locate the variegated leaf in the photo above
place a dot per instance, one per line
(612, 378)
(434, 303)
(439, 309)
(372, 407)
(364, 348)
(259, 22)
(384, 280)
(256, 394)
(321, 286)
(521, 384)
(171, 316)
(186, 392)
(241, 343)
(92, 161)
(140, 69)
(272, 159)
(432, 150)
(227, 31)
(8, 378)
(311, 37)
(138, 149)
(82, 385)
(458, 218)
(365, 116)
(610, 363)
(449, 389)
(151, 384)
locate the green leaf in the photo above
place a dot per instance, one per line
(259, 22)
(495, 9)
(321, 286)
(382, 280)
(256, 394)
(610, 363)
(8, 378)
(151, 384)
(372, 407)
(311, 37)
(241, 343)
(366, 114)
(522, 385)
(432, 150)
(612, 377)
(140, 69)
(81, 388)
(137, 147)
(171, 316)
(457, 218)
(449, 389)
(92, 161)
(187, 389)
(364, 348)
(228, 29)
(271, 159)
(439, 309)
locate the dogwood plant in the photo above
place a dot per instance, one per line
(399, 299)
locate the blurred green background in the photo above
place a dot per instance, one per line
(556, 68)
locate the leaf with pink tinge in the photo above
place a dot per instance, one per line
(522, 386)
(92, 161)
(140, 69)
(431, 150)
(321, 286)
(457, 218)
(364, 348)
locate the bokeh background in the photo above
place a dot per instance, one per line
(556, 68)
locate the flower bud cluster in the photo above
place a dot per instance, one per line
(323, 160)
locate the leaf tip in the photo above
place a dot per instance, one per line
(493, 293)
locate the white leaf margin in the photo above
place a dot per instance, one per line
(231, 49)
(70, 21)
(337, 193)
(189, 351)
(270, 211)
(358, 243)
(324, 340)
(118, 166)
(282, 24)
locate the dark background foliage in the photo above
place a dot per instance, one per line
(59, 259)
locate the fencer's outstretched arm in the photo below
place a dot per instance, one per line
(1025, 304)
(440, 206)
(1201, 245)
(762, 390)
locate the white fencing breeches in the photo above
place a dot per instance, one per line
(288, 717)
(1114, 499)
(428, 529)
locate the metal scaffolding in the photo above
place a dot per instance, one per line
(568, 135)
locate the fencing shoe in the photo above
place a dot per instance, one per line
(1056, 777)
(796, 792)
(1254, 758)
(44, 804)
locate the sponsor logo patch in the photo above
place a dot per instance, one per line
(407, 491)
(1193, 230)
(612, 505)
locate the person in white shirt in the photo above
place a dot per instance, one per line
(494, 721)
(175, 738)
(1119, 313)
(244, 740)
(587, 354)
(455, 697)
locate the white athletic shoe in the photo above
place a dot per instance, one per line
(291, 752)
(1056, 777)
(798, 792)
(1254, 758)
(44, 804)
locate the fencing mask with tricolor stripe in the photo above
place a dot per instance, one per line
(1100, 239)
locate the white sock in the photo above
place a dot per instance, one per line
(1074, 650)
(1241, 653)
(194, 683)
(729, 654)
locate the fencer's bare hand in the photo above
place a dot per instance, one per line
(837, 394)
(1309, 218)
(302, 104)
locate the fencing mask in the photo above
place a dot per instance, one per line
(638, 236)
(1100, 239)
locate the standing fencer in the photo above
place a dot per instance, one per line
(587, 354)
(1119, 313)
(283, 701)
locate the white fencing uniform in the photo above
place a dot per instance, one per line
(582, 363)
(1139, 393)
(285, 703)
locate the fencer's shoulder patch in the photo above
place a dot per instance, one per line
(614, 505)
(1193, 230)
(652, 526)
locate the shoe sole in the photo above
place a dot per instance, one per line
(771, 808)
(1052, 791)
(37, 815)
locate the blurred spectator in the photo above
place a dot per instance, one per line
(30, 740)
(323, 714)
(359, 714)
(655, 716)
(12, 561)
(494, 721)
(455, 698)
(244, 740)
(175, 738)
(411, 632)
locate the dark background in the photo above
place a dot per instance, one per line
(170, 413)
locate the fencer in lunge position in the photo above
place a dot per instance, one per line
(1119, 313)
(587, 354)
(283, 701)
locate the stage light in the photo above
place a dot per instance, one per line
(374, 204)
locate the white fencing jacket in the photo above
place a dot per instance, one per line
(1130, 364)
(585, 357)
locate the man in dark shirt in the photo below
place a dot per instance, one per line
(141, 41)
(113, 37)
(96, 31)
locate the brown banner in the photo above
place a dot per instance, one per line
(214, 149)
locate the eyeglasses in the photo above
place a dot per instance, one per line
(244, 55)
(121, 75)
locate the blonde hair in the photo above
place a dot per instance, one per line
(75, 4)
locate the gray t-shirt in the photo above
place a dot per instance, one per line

----

--- What is expected ---
Reproduce all the records precisely.

--- Written answer ---
locate the variegated leaf in the photo above
place a dot per instance, one per line
(612, 378)
(434, 303)
(439, 309)
(372, 407)
(364, 348)
(259, 22)
(384, 280)
(256, 394)
(321, 286)
(521, 384)
(171, 316)
(186, 392)
(241, 343)
(92, 161)
(140, 69)
(272, 159)
(432, 150)
(227, 31)
(8, 378)
(311, 37)
(138, 149)
(82, 385)
(458, 218)
(365, 116)
(610, 363)
(449, 389)
(151, 384)
locate the green leaf in the photo above
place a dot per instance, one per line
(259, 22)
(495, 9)
(321, 286)
(382, 280)
(256, 394)
(610, 363)
(8, 378)
(151, 384)
(372, 407)
(311, 37)
(241, 343)
(366, 114)
(522, 385)
(432, 150)
(612, 377)
(140, 69)
(81, 388)
(137, 147)
(171, 316)
(457, 218)
(449, 389)
(92, 161)
(187, 389)
(364, 348)
(228, 29)
(271, 159)
(439, 309)
locate the dogwood plant in the photo above
place a dot per instance, one per line
(399, 299)
locate the blurred green background in the photo above
place a dot per instance, one per line
(556, 68)
locate the leaf with pink tinge in the photo above
place a dot per instance, one per line
(522, 386)
(92, 161)
(140, 69)
(431, 150)
(321, 286)
(457, 218)
(364, 348)
locate the bokeh background in the photo above
place a dot per instance, one per line
(556, 68)
locate the flower bud cluster in the photo above
place a dot per instance, one per line
(323, 160)
locate the leaf tip in the photo above
place a dot per instance, one per line
(493, 293)
locate the white leaf margin in the photo above
place a dot per instance, one per line
(231, 49)
(70, 21)
(337, 193)
(189, 351)
(270, 211)
(358, 243)
(324, 340)
(118, 166)
(282, 24)
locate the dark background foliage in the photo above
place a dot per instance, one per line
(59, 259)
locate the fencer's outstretched arm in the photo below
place a dot per instance, one per line
(1025, 304)
(440, 206)
(1201, 245)
(762, 390)
locate the white fencing breeches in the photo above
place a dot per instance, one per line
(288, 717)
(1114, 499)
(428, 529)
locate the metal scaffolding in the photo above
place a dot per instance, one per line
(568, 135)
locate the fencing shoe in the photo above
place a dot per instance, one per line
(1056, 777)
(796, 792)
(1254, 758)
(44, 804)
locate the sponsor logo patch in the photo above
place a dot per instance, one per line
(407, 491)
(1193, 230)
(612, 505)
locate the person in white shirt in the photo above
place a dot per instance, one per line
(494, 721)
(175, 738)
(1119, 313)
(244, 740)
(587, 354)
(455, 697)
locate the white athletic shoe in the photo above
place a dot per instance, one per line
(291, 752)
(1056, 777)
(798, 792)
(1254, 758)
(44, 804)
locate the fencing mask with tricolor stripe in the photo above
place a dot per instance, one per line
(1100, 239)
locate the white sock in the photo above
place a dot per instance, one per line
(1074, 650)
(1241, 653)
(194, 683)
(729, 654)
locate the fencer's bare hand in the photo above
place a dot per instance, one per line
(837, 394)
(1309, 218)
(302, 104)
locate the fencing mask in the photo above
place a dot per instance, one per line
(638, 236)
(1100, 239)
locate the standing fencer in the photo above
place a dot per instance, one per line
(587, 354)
(1119, 313)
(283, 701)
locate the white fencing uniform in the photo above
place a dot per instance, one per line
(582, 363)
(1139, 393)
(285, 703)
locate the fencer's shoulder patch in the photo above
place a dot per instance, one per line
(614, 505)
(1193, 230)
(652, 526)
locate the shoe sole in the photo above
place a dot per instance, one per line
(771, 808)
(1052, 791)
(37, 815)
locate the blurred spectator in the photo above
place a dot per instance, one per line
(30, 740)
(323, 714)
(359, 714)
(655, 716)
(12, 561)
(494, 721)
(455, 698)
(244, 740)
(175, 738)
(411, 632)
locate the dark background in the photo above
place a dot per instance, one per line
(170, 413)
locate the fencer in lunge position in the photo above
place a dot per instance, one per line
(1119, 313)
(587, 354)
(283, 701)
locate the stage light in the photo above
place a dot per instance, one per line
(374, 204)
locate the white fencing jacket in the photo above
place a dot per instance, one per line
(1130, 364)
(585, 357)
locate the man in dark shirt in the photo below
place a dot per instance, one per line
(141, 41)
(113, 37)
(96, 31)
locate the brown banner in the photo above
place a dot per instance, one per line
(214, 149)
locate the eyeglasses in the photo above
place a dot per instance, one per line
(244, 55)
(121, 75)
locate the blonde hair in the photo above
place a dot per instance, one per line
(75, 4)
locate the gray t-shirt in the photo above
place a dot per instance, one per line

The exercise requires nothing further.